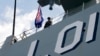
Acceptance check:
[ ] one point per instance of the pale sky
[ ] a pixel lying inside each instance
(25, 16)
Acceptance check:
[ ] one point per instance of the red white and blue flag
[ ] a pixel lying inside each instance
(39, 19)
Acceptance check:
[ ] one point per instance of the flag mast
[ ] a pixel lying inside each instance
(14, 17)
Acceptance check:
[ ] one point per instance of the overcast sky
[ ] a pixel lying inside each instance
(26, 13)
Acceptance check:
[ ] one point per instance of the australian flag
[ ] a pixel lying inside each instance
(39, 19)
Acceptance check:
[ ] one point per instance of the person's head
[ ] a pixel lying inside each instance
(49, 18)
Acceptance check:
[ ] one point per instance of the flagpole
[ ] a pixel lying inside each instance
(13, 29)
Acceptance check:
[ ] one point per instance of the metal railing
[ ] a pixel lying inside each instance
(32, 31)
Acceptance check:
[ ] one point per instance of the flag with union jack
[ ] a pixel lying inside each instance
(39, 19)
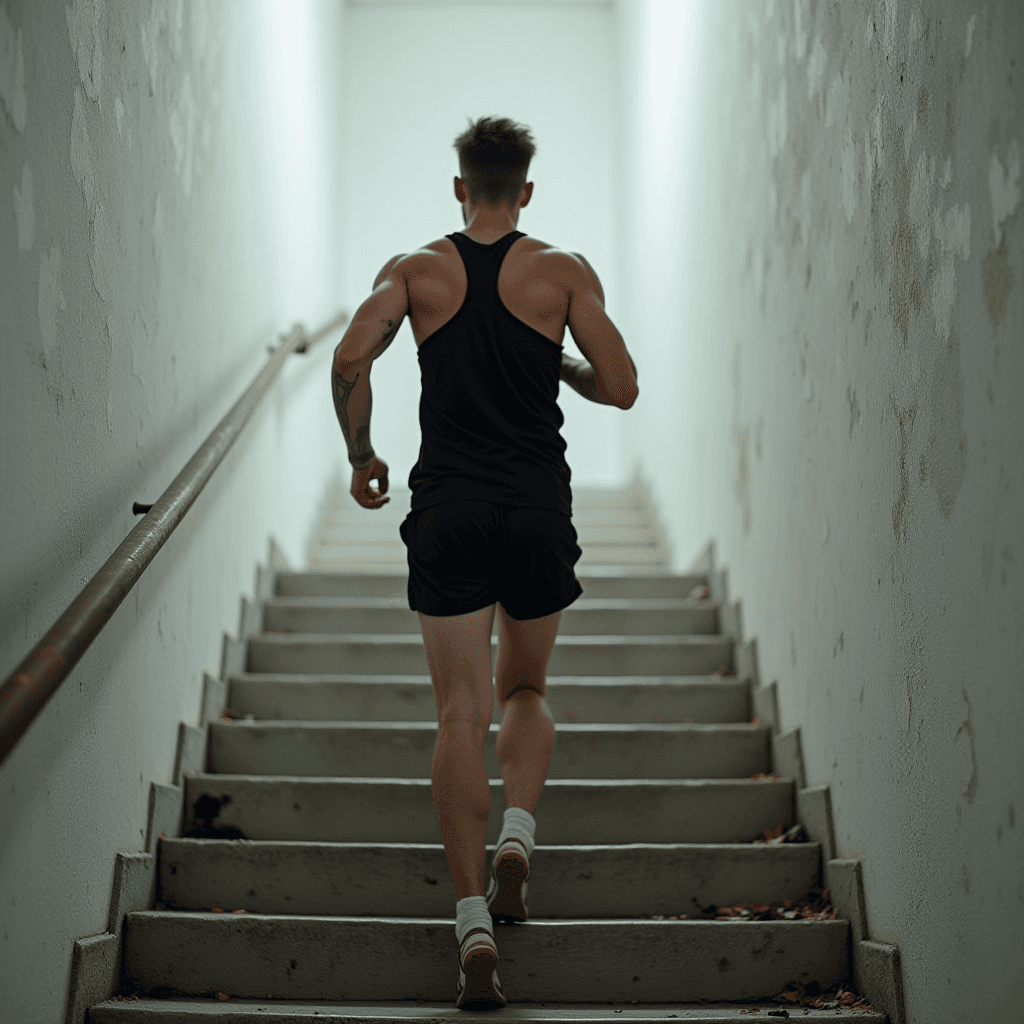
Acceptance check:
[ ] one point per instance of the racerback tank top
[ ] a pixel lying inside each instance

● **Problem**
Count the lines of the data that contain the string "point", and reply with that number alone.

● **Result of this task**
10